◆ 书面练习: 从含有"Check that each instance of the white sky"的那一行起，到含有"<point>411,243</point>"的那一行止，把这几行重写一遍，将其中的"gray"换成"blue"，其余内容保持不变。

^^^^

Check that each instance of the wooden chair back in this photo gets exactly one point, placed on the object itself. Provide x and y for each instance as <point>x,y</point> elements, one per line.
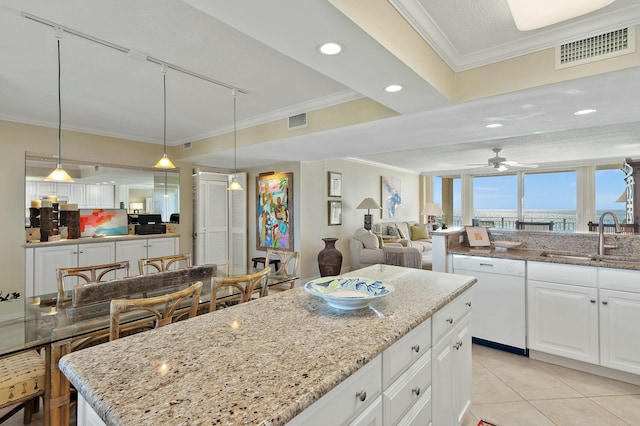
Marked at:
<point>90,274</point>
<point>149,265</point>
<point>165,309</point>
<point>534,226</point>
<point>246,285</point>
<point>288,266</point>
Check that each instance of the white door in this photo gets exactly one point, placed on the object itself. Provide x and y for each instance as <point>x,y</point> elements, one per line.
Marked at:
<point>619,331</point>
<point>563,320</point>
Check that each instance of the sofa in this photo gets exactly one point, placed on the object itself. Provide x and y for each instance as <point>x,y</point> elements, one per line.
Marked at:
<point>408,234</point>
<point>366,250</point>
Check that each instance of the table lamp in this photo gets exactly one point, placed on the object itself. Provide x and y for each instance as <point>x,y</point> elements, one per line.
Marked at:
<point>368,203</point>
<point>431,210</point>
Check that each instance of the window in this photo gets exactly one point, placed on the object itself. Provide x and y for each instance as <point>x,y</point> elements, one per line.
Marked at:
<point>550,197</point>
<point>495,201</point>
<point>610,187</point>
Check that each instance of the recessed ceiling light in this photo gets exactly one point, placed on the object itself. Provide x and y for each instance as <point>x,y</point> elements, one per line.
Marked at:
<point>393,88</point>
<point>331,48</point>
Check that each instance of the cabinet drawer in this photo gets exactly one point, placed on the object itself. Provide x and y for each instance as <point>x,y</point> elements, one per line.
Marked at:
<point>397,358</point>
<point>563,274</point>
<point>420,413</point>
<point>619,279</point>
<point>447,317</point>
<point>342,404</point>
<point>404,392</point>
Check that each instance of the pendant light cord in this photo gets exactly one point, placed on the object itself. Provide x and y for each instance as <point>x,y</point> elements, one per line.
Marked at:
<point>59,111</point>
<point>164,86</point>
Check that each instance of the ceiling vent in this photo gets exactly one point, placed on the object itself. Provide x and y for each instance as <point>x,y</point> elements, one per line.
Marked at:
<point>297,121</point>
<point>602,46</point>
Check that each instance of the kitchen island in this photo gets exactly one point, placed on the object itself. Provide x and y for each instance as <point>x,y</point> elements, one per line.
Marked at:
<point>262,362</point>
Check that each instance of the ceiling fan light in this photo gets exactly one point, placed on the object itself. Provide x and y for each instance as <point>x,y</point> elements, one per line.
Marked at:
<point>530,15</point>
<point>59,175</point>
<point>165,163</point>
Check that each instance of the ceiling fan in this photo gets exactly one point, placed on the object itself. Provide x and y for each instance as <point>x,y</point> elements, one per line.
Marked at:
<point>501,164</point>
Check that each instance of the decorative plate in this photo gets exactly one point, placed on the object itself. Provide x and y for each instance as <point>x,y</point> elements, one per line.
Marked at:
<point>507,244</point>
<point>348,293</point>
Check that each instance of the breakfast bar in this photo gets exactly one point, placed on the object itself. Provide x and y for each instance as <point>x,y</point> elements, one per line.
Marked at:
<point>267,361</point>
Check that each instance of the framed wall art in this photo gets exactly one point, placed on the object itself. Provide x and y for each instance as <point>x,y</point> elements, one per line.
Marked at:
<point>274,221</point>
<point>390,196</point>
<point>335,212</point>
<point>335,184</point>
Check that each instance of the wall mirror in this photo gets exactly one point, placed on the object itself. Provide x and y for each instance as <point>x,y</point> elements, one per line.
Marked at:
<point>136,189</point>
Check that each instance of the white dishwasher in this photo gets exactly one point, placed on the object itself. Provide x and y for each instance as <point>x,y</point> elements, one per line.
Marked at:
<point>499,301</point>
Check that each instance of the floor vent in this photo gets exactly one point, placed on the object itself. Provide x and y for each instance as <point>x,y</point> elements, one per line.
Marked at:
<point>296,121</point>
<point>602,46</point>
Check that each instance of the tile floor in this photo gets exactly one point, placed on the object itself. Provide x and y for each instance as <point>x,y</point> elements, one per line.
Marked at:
<point>511,390</point>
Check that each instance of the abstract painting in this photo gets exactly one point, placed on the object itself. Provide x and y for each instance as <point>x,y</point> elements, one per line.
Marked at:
<point>274,211</point>
<point>391,196</point>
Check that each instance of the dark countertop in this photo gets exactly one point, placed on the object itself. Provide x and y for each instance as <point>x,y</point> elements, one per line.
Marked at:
<point>551,256</point>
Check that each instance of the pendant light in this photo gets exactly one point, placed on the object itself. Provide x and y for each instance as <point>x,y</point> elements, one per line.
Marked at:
<point>234,185</point>
<point>164,162</point>
<point>59,174</point>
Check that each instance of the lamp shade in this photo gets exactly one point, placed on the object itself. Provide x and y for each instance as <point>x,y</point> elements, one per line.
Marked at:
<point>367,204</point>
<point>432,209</point>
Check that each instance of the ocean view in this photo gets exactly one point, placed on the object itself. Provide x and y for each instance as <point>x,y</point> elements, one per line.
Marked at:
<point>564,220</point>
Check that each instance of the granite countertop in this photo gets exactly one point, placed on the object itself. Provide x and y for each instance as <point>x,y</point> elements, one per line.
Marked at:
<point>261,362</point>
<point>551,256</point>
<point>90,240</point>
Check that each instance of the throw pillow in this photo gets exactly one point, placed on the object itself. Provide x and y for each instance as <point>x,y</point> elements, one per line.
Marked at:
<point>368,239</point>
<point>419,232</point>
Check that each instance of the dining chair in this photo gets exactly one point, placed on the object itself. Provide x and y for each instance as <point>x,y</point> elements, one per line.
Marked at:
<point>149,265</point>
<point>288,266</point>
<point>246,286</point>
<point>165,308</point>
<point>90,274</point>
<point>22,381</point>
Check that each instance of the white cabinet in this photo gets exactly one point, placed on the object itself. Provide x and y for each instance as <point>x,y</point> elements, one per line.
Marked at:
<point>133,250</point>
<point>451,362</point>
<point>47,259</point>
<point>619,319</point>
<point>563,317</point>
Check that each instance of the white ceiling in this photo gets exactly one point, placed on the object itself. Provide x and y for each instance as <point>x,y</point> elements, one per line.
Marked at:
<point>268,49</point>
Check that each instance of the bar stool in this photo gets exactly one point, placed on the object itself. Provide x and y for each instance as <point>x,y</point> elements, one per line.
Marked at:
<point>22,381</point>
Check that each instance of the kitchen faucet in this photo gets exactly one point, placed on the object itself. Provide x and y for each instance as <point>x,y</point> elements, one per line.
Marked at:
<point>601,245</point>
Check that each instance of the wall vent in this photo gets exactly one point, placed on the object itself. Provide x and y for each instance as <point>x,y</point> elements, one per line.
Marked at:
<point>602,46</point>
<point>296,121</point>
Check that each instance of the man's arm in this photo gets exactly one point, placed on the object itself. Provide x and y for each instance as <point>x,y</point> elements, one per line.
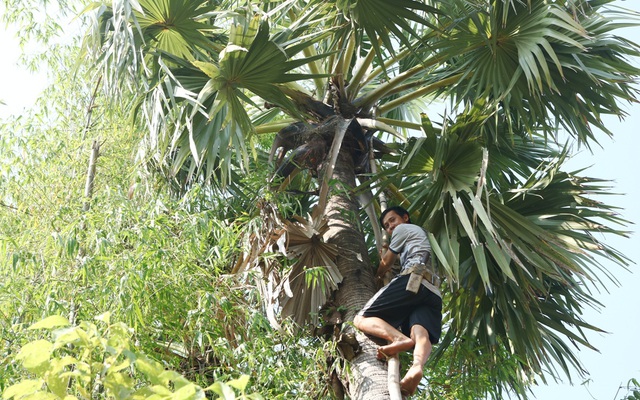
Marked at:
<point>386,262</point>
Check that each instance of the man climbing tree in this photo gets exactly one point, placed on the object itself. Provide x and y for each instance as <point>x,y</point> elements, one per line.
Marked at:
<point>411,301</point>
<point>341,85</point>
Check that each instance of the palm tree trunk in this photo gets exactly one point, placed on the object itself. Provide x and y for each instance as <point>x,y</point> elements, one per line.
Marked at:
<point>368,376</point>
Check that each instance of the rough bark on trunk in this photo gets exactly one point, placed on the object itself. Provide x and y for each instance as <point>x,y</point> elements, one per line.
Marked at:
<point>368,379</point>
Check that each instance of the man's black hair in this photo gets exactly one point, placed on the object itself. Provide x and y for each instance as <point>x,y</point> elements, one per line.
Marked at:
<point>401,211</point>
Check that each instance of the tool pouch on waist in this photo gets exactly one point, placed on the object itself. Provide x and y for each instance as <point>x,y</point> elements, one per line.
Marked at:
<point>415,279</point>
<point>413,284</point>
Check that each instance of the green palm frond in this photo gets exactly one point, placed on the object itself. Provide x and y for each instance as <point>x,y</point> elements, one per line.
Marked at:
<point>518,251</point>
<point>543,62</point>
<point>174,26</point>
<point>379,18</point>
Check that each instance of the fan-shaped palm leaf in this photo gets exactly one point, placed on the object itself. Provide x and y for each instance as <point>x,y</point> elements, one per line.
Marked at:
<point>314,275</point>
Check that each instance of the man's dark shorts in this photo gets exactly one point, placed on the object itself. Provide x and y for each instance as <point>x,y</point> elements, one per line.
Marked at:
<point>402,309</point>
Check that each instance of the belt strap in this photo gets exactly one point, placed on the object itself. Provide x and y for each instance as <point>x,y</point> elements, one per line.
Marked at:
<point>426,273</point>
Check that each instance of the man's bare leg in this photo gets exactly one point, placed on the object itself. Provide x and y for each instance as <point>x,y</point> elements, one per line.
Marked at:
<point>378,327</point>
<point>421,353</point>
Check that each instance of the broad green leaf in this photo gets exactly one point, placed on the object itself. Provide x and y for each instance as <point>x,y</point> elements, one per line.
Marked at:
<point>52,321</point>
<point>23,389</point>
<point>224,391</point>
<point>240,383</point>
<point>35,355</point>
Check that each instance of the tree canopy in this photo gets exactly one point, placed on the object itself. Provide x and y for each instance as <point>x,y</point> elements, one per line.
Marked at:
<point>266,138</point>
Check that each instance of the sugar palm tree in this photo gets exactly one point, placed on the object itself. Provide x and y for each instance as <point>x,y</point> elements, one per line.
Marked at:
<point>348,92</point>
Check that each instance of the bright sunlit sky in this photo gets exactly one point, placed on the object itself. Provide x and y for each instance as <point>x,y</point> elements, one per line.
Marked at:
<point>618,160</point>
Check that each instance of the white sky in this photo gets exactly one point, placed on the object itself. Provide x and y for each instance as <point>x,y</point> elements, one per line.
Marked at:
<point>618,160</point>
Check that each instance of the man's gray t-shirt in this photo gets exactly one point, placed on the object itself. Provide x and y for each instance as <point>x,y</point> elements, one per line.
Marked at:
<point>411,243</point>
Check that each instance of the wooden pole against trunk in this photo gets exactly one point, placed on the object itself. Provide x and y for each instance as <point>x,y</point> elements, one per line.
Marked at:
<point>340,131</point>
<point>393,378</point>
<point>91,174</point>
<point>88,188</point>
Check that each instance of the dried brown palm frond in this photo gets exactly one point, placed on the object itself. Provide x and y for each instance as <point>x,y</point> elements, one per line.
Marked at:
<point>314,275</point>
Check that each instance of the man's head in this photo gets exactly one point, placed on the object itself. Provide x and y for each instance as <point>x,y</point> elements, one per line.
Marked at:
<point>394,216</point>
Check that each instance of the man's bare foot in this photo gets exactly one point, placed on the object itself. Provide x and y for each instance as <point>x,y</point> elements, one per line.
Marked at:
<point>409,383</point>
<point>393,348</point>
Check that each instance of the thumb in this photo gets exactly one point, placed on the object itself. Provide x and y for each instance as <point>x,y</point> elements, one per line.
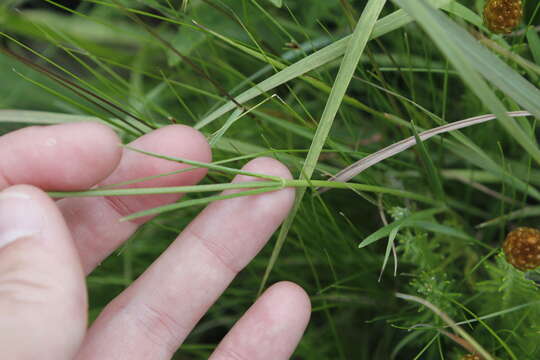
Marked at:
<point>42,292</point>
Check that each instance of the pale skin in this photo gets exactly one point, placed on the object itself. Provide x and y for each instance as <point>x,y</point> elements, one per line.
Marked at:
<point>47,247</point>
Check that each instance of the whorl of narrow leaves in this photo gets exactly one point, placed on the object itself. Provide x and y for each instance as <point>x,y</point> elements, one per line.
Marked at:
<point>522,248</point>
<point>502,16</point>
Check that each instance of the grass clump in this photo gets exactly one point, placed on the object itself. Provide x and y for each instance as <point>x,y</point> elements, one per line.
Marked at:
<point>401,251</point>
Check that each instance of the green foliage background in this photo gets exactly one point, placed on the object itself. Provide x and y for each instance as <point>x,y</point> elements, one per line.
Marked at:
<point>450,257</point>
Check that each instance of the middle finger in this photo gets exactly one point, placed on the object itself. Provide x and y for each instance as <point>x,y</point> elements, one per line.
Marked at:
<point>151,318</point>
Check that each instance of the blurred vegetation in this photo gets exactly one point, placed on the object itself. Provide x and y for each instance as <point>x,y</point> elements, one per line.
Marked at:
<point>451,257</point>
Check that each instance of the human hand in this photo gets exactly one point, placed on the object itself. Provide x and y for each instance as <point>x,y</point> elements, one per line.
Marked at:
<point>47,247</point>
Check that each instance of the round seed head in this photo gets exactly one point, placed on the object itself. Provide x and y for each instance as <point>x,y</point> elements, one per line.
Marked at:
<point>471,357</point>
<point>522,248</point>
<point>502,16</point>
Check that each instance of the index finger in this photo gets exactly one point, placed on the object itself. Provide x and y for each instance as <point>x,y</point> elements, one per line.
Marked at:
<point>69,157</point>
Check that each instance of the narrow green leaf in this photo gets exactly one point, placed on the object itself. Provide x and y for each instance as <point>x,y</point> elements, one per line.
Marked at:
<point>471,59</point>
<point>386,230</point>
<point>354,51</point>
<point>321,57</point>
<point>432,174</point>
<point>534,44</point>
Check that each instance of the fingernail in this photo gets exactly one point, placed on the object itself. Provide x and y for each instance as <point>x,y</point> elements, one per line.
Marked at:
<point>20,217</point>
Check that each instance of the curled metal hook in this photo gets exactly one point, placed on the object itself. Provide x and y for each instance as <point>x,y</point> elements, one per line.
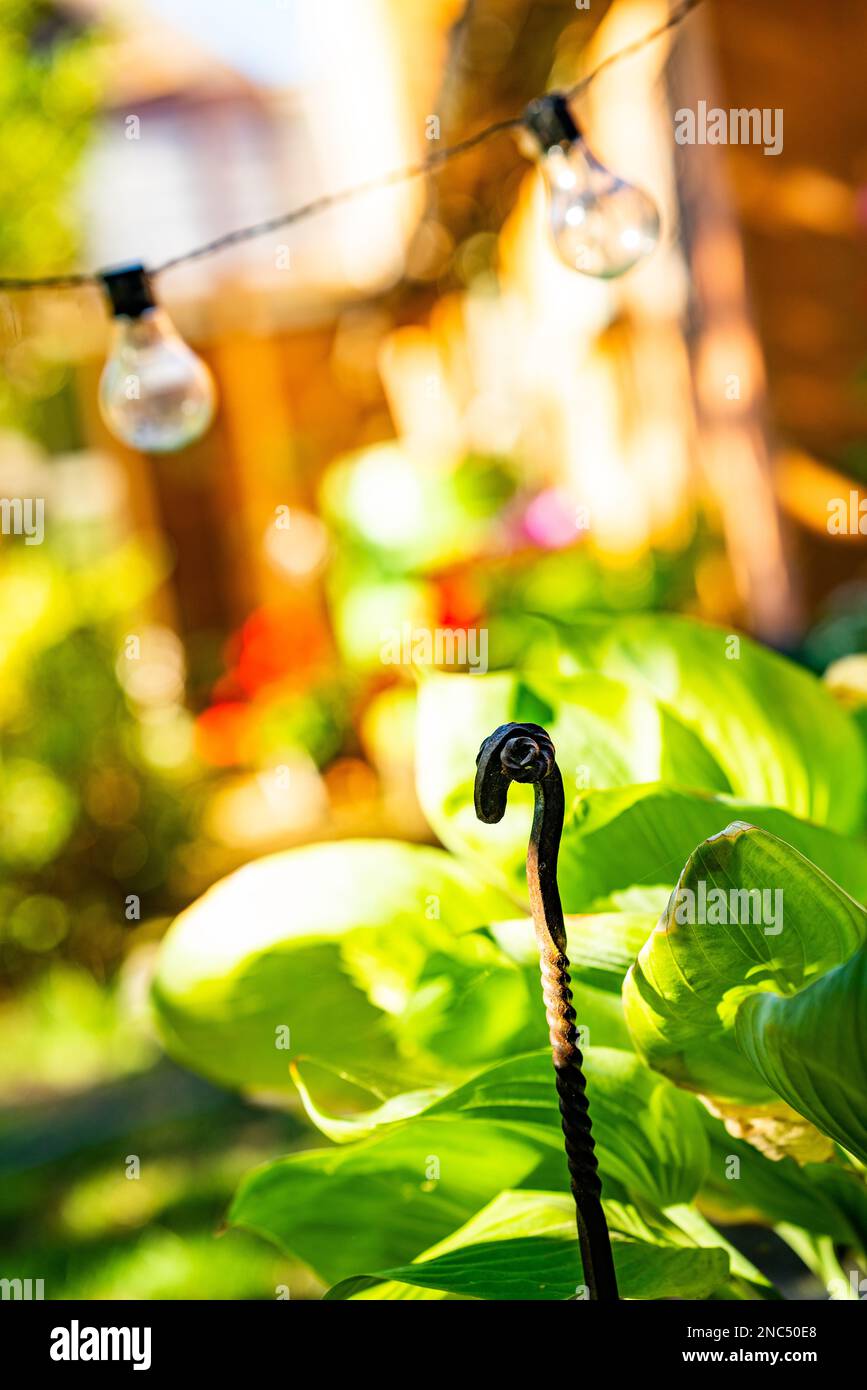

^^^^

◆ 本题答案:
Check that each instance of the white sky in this photo gets exactly one point, placed on the object itself. Provide x and y for each instance as <point>x,y</point> elements, one per line.
Marked at:
<point>618,160</point>
Check that each instance of the man's blue t-shirt in this photo gets exactly one point, placed on the object itself. Provide x and y for each instance as <point>x,y</point> elements, one per line.
Marked at:
<point>411,243</point>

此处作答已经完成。